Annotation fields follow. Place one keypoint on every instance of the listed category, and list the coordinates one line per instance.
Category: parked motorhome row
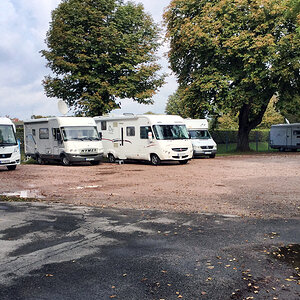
(153, 138)
(9, 146)
(285, 136)
(65, 139)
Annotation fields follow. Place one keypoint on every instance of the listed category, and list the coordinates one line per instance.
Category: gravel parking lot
(265, 185)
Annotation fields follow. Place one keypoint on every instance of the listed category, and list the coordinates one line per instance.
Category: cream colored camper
(10, 155)
(64, 139)
(153, 138)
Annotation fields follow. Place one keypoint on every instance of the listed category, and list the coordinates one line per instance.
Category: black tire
(39, 160)
(11, 168)
(155, 160)
(65, 161)
(183, 162)
(111, 158)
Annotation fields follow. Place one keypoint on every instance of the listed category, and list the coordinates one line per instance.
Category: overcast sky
(23, 27)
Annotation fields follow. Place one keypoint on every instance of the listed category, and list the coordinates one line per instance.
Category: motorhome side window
(44, 133)
(56, 134)
(144, 132)
(296, 132)
(103, 125)
(130, 131)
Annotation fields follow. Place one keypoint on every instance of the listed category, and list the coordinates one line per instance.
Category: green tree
(234, 55)
(100, 51)
(175, 105)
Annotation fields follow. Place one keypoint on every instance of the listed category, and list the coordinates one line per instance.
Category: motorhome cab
(285, 136)
(203, 144)
(9, 148)
(65, 139)
(152, 138)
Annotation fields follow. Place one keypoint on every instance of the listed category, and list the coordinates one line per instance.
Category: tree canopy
(100, 51)
(234, 55)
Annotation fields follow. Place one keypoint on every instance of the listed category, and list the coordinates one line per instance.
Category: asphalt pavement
(53, 251)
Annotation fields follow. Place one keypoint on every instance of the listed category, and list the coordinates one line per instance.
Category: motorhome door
(122, 147)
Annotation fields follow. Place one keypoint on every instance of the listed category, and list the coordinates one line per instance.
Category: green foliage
(175, 106)
(99, 51)
(271, 116)
(234, 55)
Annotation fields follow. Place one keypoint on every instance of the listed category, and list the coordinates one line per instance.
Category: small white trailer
(153, 138)
(203, 143)
(10, 155)
(285, 137)
(64, 139)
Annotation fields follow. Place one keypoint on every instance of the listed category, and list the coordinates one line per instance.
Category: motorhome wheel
(183, 162)
(111, 158)
(155, 160)
(65, 161)
(39, 160)
(11, 168)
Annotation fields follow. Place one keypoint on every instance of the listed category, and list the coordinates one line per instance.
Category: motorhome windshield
(170, 132)
(81, 133)
(199, 134)
(7, 136)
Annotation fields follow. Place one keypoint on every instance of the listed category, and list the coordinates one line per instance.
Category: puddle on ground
(24, 194)
(289, 254)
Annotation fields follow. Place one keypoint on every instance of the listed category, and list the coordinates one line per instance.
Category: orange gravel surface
(265, 185)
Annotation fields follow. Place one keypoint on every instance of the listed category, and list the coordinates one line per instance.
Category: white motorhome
(285, 136)
(203, 143)
(9, 147)
(65, 139)
(153, 138)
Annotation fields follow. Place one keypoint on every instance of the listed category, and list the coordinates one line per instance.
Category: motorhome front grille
(179, 149)
(88, 150)
(178, 157)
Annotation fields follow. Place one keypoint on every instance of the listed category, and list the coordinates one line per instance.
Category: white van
(10, 155)
(153, 138)
(285, 137)
(203, 143)
(65, 139)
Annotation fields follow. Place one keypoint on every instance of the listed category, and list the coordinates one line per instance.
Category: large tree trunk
(244, 129)
(246, 125)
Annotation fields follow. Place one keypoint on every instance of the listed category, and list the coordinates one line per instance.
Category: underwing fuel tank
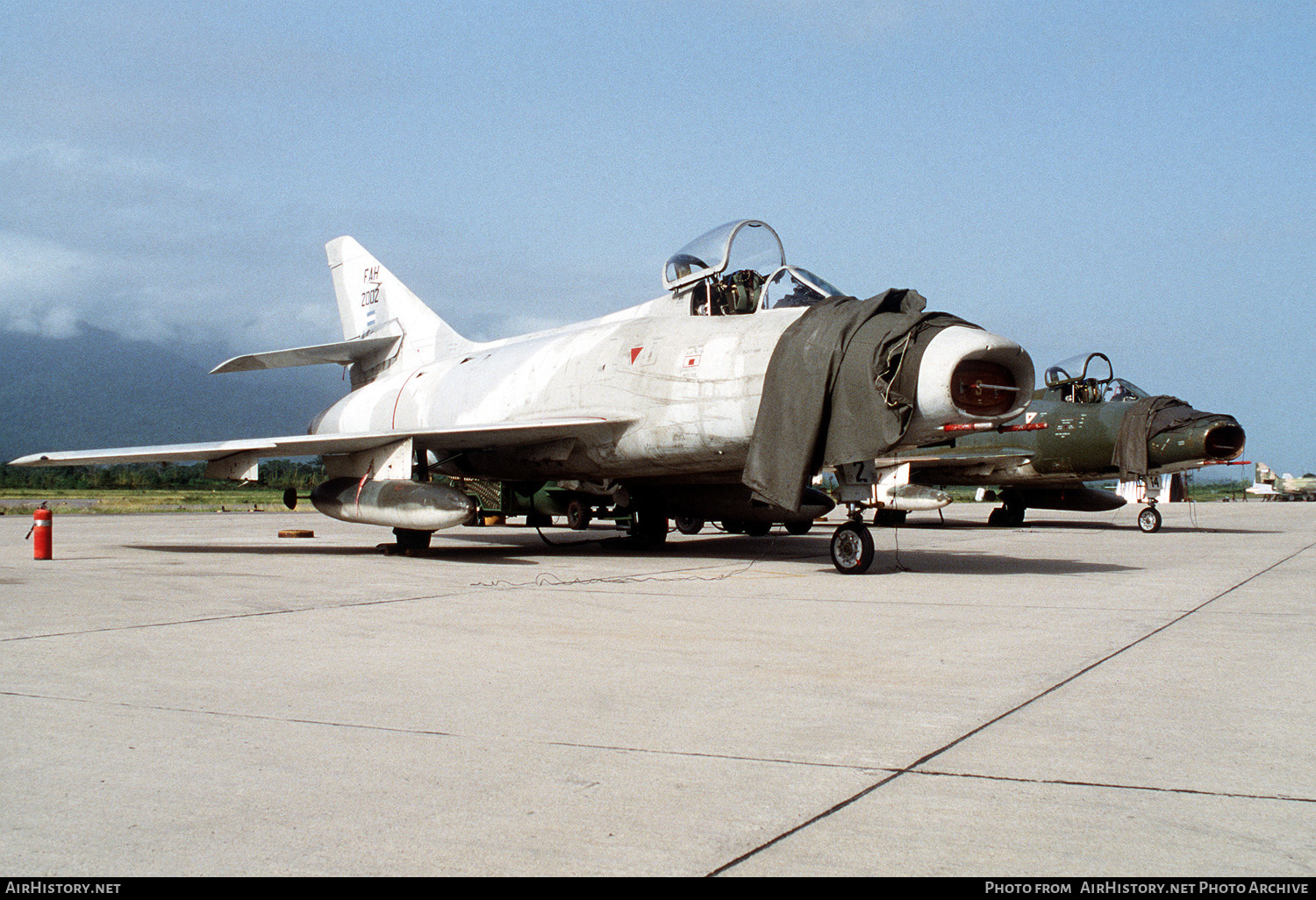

→ TASK
Pick out every line of the listing above that contains the word "motorhome", and copy each one.

→ REPLY
Category: parked motorhome row
Category: motorhome side window
Category: motorhome cab
Category: motorhome door
Category: motorhome wheel
Category: motorhome windshield
Category: white motorhome
Category: motorhome front grille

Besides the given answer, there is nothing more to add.